*** Extracted text

Post # 16
- Wedding: Gloucestershire, UK
My situation is a little different but still so similar to yours – my dad left my mama when I was very young and wasn’t involved in my life, even after she passed away when I was a child. He did however do some horrible things to other peopel and for my own safety I cut him out of my life a few years ago.
I do feel an absense – but not in the sense that I miss him. More that I see all these weddings, or look at photos or even look at our timeline and I am constantly confronted by what is ‘normal’ and what could never be for me.
However, in terms of how we’re dealing with the practicalities of the traditional aspects of the wedding – my best friend is walking me down the aisle. He’s a few years older than me, but he’s been my mentor for many years. We see it as my oldest friend, giving me away to my ‘new’ best friend and husband. He’ll also be doing the father/daughter dance with me (he’s keen to – I’m still unsure) but he will fulfil all of those roles.
Your family isn’t just those who are blood to you! If there are other people in your life who you respect and love, absolutely ask them to take part!

******
*** Given records

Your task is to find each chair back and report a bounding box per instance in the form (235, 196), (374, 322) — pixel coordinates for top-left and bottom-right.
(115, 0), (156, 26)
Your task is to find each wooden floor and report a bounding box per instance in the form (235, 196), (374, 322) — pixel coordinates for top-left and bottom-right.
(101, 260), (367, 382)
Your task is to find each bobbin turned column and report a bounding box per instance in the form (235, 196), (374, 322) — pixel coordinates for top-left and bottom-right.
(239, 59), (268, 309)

******
*** Given records

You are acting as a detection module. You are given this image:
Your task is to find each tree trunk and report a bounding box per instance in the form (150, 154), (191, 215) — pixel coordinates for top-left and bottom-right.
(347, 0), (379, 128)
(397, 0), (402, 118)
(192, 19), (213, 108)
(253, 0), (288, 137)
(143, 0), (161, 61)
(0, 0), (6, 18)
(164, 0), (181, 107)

******

Apply what you read:
- A) Write out everything from "However, in terms" down to "of those roles." in the wedding forum post, switching "mentor" to "guide".
- B) In the wedding forum post, who is walking the writer down the aisle?
Answer using only the wedding forum post, not the listing.

Exercise solutions:
- A)
However, in terms of how we’re dealing with the practicalities of the traditional aspects of the wedding – my best friend is walking me down the aisle. He’s a few years older than me, but he’s been my guide for many years. We see it as my oldest friend, giving me away to my ‘new’ best friend and husband. He’ll also be doing the father/daughter dance with me (he’s keen to – I’m still unsure) but he will fulfil all of those roles.

- B) The writer's best friend.